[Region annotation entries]

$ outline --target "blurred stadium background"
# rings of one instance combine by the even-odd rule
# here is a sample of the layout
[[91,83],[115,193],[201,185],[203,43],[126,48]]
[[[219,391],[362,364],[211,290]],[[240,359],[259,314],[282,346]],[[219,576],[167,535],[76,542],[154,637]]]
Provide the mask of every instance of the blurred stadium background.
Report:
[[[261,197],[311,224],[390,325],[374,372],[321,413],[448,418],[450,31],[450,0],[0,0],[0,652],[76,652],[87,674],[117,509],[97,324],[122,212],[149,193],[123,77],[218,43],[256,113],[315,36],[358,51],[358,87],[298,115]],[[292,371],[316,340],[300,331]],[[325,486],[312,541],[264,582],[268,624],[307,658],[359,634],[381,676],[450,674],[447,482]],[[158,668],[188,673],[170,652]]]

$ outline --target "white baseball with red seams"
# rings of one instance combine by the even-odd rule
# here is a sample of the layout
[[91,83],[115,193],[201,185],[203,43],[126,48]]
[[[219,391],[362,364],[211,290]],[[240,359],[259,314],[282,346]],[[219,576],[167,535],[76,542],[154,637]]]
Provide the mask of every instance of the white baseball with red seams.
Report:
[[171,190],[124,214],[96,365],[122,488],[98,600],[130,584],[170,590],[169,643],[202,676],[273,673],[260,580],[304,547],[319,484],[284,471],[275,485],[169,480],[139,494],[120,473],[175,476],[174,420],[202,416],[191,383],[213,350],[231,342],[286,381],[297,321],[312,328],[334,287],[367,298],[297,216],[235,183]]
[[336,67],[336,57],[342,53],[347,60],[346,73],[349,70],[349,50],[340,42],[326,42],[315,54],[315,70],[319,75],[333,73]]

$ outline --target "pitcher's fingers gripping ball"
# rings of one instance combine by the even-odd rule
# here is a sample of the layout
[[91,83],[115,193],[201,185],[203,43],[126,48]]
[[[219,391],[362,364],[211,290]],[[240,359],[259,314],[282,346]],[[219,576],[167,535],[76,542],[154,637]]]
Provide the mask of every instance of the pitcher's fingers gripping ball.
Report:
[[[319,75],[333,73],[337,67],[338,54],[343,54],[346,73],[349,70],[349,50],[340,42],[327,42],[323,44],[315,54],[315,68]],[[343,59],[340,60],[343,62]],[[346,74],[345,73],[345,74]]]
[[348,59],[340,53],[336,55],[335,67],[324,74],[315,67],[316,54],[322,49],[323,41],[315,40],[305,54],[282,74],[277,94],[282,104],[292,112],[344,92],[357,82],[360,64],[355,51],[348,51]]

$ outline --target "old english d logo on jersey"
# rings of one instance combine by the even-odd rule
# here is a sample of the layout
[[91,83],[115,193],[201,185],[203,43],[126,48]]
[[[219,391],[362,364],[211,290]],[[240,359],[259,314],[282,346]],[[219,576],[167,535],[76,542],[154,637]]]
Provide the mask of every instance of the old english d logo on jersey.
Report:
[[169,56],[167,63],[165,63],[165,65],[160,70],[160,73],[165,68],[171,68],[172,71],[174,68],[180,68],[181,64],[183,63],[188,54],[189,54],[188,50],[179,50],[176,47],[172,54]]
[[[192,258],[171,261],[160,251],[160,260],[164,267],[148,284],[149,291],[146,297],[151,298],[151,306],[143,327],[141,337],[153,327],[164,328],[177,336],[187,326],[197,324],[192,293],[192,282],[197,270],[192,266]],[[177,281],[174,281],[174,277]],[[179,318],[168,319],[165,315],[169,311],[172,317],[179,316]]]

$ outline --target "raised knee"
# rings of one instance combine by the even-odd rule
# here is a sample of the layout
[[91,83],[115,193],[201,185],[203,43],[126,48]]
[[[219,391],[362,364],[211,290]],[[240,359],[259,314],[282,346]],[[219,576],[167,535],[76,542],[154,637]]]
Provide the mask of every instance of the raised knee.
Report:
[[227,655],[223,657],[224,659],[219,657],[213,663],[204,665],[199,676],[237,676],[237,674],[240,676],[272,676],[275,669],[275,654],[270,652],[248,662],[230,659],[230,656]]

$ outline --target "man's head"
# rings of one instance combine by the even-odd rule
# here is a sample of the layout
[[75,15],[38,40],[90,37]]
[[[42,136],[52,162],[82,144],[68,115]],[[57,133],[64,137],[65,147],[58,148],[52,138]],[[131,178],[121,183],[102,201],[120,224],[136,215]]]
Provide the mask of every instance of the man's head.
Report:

**Your goal**
Pick out and copy every line of the material above that contains the string "head". Letter case must match.

**Response to this task**
$ outline --target "man's head"
Provide the mask of every instance of the man's head.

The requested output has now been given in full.